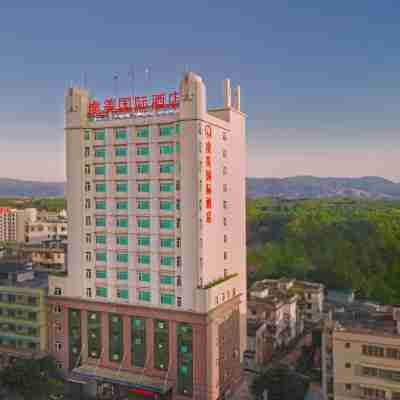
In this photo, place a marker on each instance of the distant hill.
(296, 187)
(368, 187)
(20, 188)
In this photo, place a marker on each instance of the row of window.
(165, 167)
(141, 150)
(142, 187)
(141, 133)
(142, 223)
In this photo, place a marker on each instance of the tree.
(280, 384)
(32, 379)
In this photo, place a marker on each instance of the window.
(144, 187)
(167, 279)
(121, 151)
(122, 275)
(100, 152)
(166, 205)
(100, 135)
(166, 223)
(167, 242)
(101, 292)
(144, 276)
(143, 168)
(143, 223)
(167, 260)
(101, 204)
(167, 298)
(122, 169)
(121, 134)
(122, 187)
(144, 295)
(143, 150)
(122, 257)
(167, 149)
(143, 204)
(101, 187)
(100, 169)
(166, 187)
(143, 133)
(167, 168)
(122, 204)
(143, 241)
(144, 259)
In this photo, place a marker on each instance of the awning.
(123, 378)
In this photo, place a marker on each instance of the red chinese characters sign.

About this exercise -
Output each entry shown above exactly as it stands, with all pictures removed.

Exercise result -
In this photo, place a marker on each instance of the distant hill.
(296, 187)
(368, 187)
(20, 188)
In this photo, place a marker on each instance of the row of window.
(165, 167)
(141, 150)
(142, 187)
(141, 133)
(142, 223)
In this photo, place a marker on each instance of the tree.
(280, 384)
(32, 379)
In this photo, place a marker on each instance of the window.
(144, 187)
(167, 279)
(121, 151)
(122, 275)
(100, 152)
(166, 205)
(100, 135)
(166, 223)
(167, 242)
(101, 292)
(144, 276)
(143, 168)
(143, 223)
(167, 260)
(101, 204)
(167, 298)
(122, 169)
(121, 134)
(122, 187)
(144, 295)
(143, 150)
(122, 257)
(167, 149)
(143, 204)
(101, 187)
(100, 169)
(166, 187)
(143, 133)
(167, 168)
(122, 204)
(143, 241)
(144, 259)
In this photo, place a marker on each instance of the awning.
(123, 378)
In this photo, place a marker on each instance of the red chinese characters sign.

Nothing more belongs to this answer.